[BEGIN MATERIAL PROVIDED]

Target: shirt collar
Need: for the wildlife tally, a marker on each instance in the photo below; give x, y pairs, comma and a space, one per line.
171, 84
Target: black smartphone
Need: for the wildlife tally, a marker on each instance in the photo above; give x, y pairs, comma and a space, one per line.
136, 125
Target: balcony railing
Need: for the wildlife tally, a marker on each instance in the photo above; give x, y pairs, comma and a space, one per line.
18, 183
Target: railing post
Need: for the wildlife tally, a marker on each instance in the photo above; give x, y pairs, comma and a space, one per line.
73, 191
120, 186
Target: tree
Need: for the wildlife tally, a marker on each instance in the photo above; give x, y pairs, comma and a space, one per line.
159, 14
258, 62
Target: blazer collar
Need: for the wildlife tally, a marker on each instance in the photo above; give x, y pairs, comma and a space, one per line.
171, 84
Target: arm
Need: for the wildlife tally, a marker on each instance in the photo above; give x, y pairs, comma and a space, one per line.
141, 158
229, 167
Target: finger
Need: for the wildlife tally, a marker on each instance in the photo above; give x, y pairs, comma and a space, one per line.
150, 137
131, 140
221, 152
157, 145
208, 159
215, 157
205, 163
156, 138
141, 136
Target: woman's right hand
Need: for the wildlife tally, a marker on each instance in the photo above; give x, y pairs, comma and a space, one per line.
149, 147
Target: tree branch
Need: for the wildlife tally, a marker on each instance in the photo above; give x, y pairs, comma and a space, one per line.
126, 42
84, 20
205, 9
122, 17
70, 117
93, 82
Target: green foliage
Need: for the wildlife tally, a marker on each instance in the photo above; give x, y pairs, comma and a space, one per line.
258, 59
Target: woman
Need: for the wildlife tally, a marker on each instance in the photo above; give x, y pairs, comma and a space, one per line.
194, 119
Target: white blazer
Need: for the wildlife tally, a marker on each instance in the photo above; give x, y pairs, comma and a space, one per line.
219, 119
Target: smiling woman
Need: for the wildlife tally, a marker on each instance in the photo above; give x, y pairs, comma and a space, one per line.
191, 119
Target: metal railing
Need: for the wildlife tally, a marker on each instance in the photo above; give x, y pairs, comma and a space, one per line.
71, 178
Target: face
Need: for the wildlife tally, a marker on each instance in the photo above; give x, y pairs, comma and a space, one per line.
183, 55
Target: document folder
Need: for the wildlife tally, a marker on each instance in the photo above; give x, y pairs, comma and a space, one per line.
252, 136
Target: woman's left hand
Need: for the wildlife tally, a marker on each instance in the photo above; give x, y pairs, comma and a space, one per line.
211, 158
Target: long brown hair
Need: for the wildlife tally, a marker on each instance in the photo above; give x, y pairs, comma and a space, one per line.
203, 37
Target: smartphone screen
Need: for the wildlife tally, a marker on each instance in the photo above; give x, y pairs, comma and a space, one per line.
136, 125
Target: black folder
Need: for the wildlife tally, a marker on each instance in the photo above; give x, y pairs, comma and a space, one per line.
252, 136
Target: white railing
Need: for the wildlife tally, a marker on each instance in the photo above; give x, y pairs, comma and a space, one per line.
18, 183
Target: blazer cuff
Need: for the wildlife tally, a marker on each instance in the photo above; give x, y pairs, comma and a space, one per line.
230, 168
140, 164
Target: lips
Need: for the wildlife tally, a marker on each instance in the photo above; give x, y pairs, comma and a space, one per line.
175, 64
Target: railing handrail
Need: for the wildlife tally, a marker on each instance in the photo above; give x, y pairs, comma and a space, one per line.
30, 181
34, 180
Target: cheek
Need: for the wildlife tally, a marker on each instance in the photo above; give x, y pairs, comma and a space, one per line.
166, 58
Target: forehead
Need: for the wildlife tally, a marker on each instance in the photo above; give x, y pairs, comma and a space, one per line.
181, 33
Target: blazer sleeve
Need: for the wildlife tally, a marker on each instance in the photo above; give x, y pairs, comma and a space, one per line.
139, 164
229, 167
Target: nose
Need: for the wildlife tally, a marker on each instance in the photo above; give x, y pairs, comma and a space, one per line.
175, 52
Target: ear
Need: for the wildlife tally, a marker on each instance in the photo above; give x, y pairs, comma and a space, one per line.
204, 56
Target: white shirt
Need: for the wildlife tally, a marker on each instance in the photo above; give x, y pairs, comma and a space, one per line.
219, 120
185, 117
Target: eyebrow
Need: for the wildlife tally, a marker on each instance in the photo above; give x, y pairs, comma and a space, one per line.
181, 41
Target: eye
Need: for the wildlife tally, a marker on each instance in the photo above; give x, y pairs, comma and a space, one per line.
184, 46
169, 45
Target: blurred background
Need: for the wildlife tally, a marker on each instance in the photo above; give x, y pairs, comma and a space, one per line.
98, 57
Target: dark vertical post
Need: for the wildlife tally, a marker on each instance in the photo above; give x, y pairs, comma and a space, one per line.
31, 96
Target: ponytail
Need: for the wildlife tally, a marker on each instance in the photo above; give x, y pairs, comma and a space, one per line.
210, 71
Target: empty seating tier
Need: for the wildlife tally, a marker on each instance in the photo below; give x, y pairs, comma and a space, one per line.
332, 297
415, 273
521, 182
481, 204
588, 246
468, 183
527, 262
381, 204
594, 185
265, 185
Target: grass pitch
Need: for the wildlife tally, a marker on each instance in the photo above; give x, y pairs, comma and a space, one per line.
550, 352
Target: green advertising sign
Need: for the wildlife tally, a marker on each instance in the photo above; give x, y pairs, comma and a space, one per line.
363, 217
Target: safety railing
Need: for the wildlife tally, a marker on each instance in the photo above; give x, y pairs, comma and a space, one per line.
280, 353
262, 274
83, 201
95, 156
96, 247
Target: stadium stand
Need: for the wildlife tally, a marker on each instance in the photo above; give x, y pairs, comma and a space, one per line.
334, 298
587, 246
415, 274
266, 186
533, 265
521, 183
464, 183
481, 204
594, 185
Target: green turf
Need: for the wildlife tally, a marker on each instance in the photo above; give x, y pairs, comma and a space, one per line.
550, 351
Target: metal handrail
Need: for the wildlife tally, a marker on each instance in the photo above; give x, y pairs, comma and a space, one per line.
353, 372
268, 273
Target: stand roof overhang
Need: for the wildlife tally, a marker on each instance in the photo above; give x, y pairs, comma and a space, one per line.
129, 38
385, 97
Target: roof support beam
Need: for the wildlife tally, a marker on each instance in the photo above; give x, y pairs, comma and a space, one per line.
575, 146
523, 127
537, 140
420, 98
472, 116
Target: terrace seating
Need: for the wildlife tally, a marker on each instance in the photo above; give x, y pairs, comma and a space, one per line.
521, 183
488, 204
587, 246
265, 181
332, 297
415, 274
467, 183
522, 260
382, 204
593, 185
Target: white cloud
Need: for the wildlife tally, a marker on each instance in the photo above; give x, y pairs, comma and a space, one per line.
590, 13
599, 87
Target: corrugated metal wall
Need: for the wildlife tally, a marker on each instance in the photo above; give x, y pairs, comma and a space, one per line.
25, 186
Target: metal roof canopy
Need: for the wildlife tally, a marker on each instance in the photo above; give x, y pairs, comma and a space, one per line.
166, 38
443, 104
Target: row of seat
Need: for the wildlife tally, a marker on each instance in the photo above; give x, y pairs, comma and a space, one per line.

[END MATERIAL PROVIDED]

THE REQUEST -> Everything from the line containing "Target: terrace seating" through the final line of the listing, inclusive, must be reproduced exactly; leave out the rest.

REPLY ->
Target: terrace seating
Need: for the wildlife tally, a marker on each instance in the photo above; give x, y pairs, comma and a space, one per line.
521, 183
488, 204
587, 246
265, 181
332, 297
415, 274
467, 183
522, 260
382, 204
593, 185
Target: white cloud
Need: for the wildlife tally, a marker on each instance in the photo above; give x, y pairs, comma and a space, one per line.
590, 13
599, 87
Target: corrugated metal wall
Need: for the wildlife tally, a marker on each instance in the photo above; give x, y pairs, comma and a space, one per line.
25, 186
Target: metal roof canopy
Need: for the wildlife tally, a marker on each instance in the photo above; give x, y pairs, comma and a space, one per line.
166, 38
443, 104
Target: row of seat
Need: for the wildlife tally, a marker on each instance in the photo above; give x, y pairs, comma and a space, one per line.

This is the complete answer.